(Saved entries)
◆ ◆ ◆ ◆ ◆

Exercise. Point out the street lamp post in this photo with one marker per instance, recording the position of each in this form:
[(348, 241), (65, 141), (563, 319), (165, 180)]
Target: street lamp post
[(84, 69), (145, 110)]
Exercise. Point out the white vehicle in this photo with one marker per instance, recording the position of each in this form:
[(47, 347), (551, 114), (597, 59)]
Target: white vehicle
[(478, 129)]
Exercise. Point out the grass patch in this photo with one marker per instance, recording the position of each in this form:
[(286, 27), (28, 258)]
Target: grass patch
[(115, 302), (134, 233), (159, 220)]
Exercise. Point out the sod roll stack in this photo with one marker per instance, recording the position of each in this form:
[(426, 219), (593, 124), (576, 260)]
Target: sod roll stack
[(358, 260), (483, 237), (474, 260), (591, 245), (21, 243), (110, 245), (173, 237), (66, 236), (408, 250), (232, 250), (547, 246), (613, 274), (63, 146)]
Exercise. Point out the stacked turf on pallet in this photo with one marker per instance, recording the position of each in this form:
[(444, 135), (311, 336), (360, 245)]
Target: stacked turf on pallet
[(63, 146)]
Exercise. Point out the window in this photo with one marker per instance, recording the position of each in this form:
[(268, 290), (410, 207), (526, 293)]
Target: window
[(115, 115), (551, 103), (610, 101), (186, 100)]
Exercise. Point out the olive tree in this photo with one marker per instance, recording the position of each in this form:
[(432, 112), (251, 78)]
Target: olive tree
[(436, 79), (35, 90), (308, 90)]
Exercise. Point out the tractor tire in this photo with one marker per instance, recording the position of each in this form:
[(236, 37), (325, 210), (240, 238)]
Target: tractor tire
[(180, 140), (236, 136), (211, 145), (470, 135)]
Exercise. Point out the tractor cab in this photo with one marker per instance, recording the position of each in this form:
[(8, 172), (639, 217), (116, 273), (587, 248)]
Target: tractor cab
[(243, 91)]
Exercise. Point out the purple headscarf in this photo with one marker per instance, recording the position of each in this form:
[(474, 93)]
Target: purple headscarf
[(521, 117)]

◆ ◆ ◆ ◆ ◆

WORK INSTRUCTIONS
Without omitting any record, transcribe the data exactly.

SOLUTION
Exercise. Point out the street lamp post in this photo with one marker per instance, recording the position of each in this form:
[(348, 241), (65, 141), (563, 319), (165, 180)]
Target: street lamp post
[(84, 69), (145, 110)]
Exercise. Point out the white vehicle in this photo with one marker per instance, recording the position of each in this form:
[(47, 347), (551, 114), (597, 59)]
Target: white vehicle
[(478, 129)]
Exercise. Point out the grass patch in this photo with one marker per instance, recording the position of each in this form:
[(286, 27), (28, 258)]
Target: grass patch
[(115, 302), (134, 233), (159, 220)]
Exercise. Point out the sod roll stack in this photo with one marker per instance, recording the position of each in this form:
[(426, 219), (593, 124), (576, 260)]
Target: sod roll stack
[(358, 260), (483, 237), (474, 260), (591, 245), (21, 243), (110, 245), (173, 237), (66, 236), (408, 250), (232, 250), (547, 246), (613, 274), (63, 146)]
Exercise. Point out the stacked turf on pallet in this photo with one marker per instance, recording the position of each in this form:
[(444, 135), (311, 336), (360, 245)]
Target: stacked turf on pallet
[(63, 146)]
Exercise. Point out the window in this photo with one marker per instance, recording the position of each in this form:
[(268, 290), (410, 207), (526, 293)]
Target: window
[(115, 115), (551, 103), (610, 101), (186, 100)]
Exercise. Point out the olive tree in this photo with one marker per instance, recording the position of each in this form:
[(432, 112), (251, 78)]
Target: olive tree
[(436, 79), (35, 90), (308, 90)]
Exercise. Point out the tractor tire in this photo with one marker per instance, recording the position of each in this form:
[(236, 37), (325, 210), (240, 238)]
Target: tractor tire
[(180, 140), (236, 136), (211, 145), (470, 135)]
Exercise. Point out the tractor cab in this photo with one marker per instance, recording the position of each in this form:
[(8, 172), (639, 217), (116, 273), (587, 248)]
Target: tractor cab
[(243, 91)]
Exercise. Point out the purple headscarf in this photo with one marker per instance, recording the position of each in this form:
[(474, 93)]
Target: purple headscarf
[(521, 117)]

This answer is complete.